== Task requirements ==
1/ Render this sentence from the text on Totara's legacy recommender service into Spanish: "The recommendations engine itself does not talk directly with Totara Core, or with the database."
2/ Reproduce the legacy recommender service text from "Legacy Recommender Service" up to and including "machine learning subsystem?", swapping "deprecated" for "no longer supported".
3/ Extend the text on Totara's legacy recommender service, picking up after its final sentence.
-- Start Selected passage --
Legacy Recommender Service

As of Totara 17 the recommender service (ml_recommender) is now deprecated. Please refer to the Machine Learning Service documentation to find out more about how Totara recommendations work.

What is machine learning subsystem?

The machine learning (ML) subsystem provides a space for ML and artificial intelligence (AI) enrichment within the broader context of a running Totara instance.

What is the recommender engine?

Totara Engage comes with an implicit feedback hybrid recommendations engine built in Cython – LightFM. The recommendations engine utilises collaborative filtering (i.e. interactions that users have with content) and content filtering (i.e. meta-data of the content itself) to make personalised recommendations to users. Additionally the recommendations engine will suggest related content for each piece of Totara Engage content.

The recommendations engine itself does not talk directly with Totara Core, or with the database. Instead, data required by the recommendations engine is prepared by Totara Core and exported into a collection of CSV files (user data, content data and user-item interactions data). This data is read into and processed by the recommendations engine before the resulting recommendations are output in CSV format for automatic upload into the Totara database.

To allow for the differences in the many running instances of Totara Engage, the recommendations system has been designed to cover as many operational realities as possible. Sites with generously provisioned web servers (in terms of cores and RAM) can run the Full Hybrid mode - this utilises basic native language processing (NLP) to enrich the content features presented to the hybrid model, making it possible to provide fine-grained recommendations and suggestions. Installations running on more modest infrastructure may need to run Partial Hybrid mode (no NLP, but still includes some content item meta-data elements), or the base Matrix Factorisation (MF) mode. The main drawback of the base mode is the inability to make suggestions to users or for items that have not been seen in the interactions data.

How the recommender engine works

User interactions with Totara Engage content (e.g. views, shares, likes, ratings) are tracked through event observers. The interactions data is exported to CSV, along with user and content data. These files serve as input to the recommendations engine. A host system scheduled task (i.e. server cron, not Totara cron) will manage the three-step process:

Extract and pre-format user, content and interaction data into CSV files for the recommendation system.
-- End Selected passage --
-- Start Data shown --
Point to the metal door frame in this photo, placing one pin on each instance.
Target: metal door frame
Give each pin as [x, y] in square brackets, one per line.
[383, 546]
-- End Data shown --
== Task-by-task results ==
1/ El motor de recomendaciones en sí no se comunica directamente con Totara Core ni con la base de datos.

2/
Legacy Recommender Service

As of Totara 17 the recommender service (ml_recommender) is now no longer supported. Please refer to the Machine Learning Service documentation to find out more about how Totara recommendations work.

What is machine learning subsystem?

3/
Python script performs NLP to identify strongest content features, submits data to LightFM model for processing and, finally, outputs items-to-user recommendations and related items suggestions as CSV files.
Upload of recommendations and suggestion into Totara Engage tables.

In a typical run, the Python script managing the machine learning process will perform the following steps:

Apply NLP to determine the most significant words per content piece, with respect to the corpus, by TF-IDF calculations (Term Frequency, Inverse Document Frequency)
Append the resultant vectors to the prepared document meta-data vectors
Split the interactions data into training and test sets
Calculate optimum hyper-parameter settings for the model
Train and fit the model
Compute recommendations per user and output these to a CSV file
Compute related content for each piece of content and output these to a CSV file

Trending content, another aspect of the recommendations system, is identified and updated within Totara Engage by a Totara cron scheduled task.

Recommendations and suggestions are presented to users in the front-end via configurable blocks and tabbed panel displays. Front-end components retrieve the desired recommendations from the Totara database via graphQL queries.

DB tables

Table	Purpose
ml_recommender_interactions	Track user interactions with content(e.g. view, like, share, comment)
ml_recommender_users	A list of content items that have been computed to be pertinent for the target user
ml_recommender_items	A list of content items that have been computed to be related, or similar, to the target item
ml_recommender_trending	A list of recently active content pieces regularly updated by Totara cron

Main API - recommender plugin

There are many ways in which to implement machine learning (ML), whether for recommendation purposes or other forms of analysis. The current system design aspires to provide maximum flexibility while maintaining a relatively simple interface.

Exported data

Description of the data files containing data exported by Totara for ML processing.

Interactions data (user_interactions.csv) columns

Column	Description
user_id (user identifier)	User who interacted with content.
item_id (item identifier)	The content item that was interacted with.
rating	In this implementation the rating is a consolidated implicit score of 1 (indicating an implied positive interaction), or 0 (not a positive interaction).
timestamp	Unix epoch timestamp of most recent interaction by this user on this item of content.

Content item data (item_data.csv) columns

Column	Description
item_id (item identifier)	The content item.

Variable number of columns representing content item metadata, including:

One-hot encoded vector of current system-wide topics (1 indicates topic is set for this item)
List of words comprising the title, description and/or textual content of the item

User data (user_data.csv) columns

Column	Description
user identifier	The user.

Variable number of columns representing user metadata:

Currently only user selected preferred language identifier

Imported data

Description of the data files output by recommendation engine for import into Totara database. If a custom processing engine is used instead of the default (./extensions/ml_recommender/python/ml_recommender.py) then care must be taken that the outputs are in the expected format to ensure accurate upload into Totara.

Items recommended for users (i2u.csv)

Column	Description
uid	The user identifier.
iid	A recommended item identifier.
ranking	The relative ranking score for the item (the value has no meaning beyond sequencing, thus can span a range of negative or positive values).

Items related to items (i2i.csv):the

Column	Description
target_iid	The item identifier.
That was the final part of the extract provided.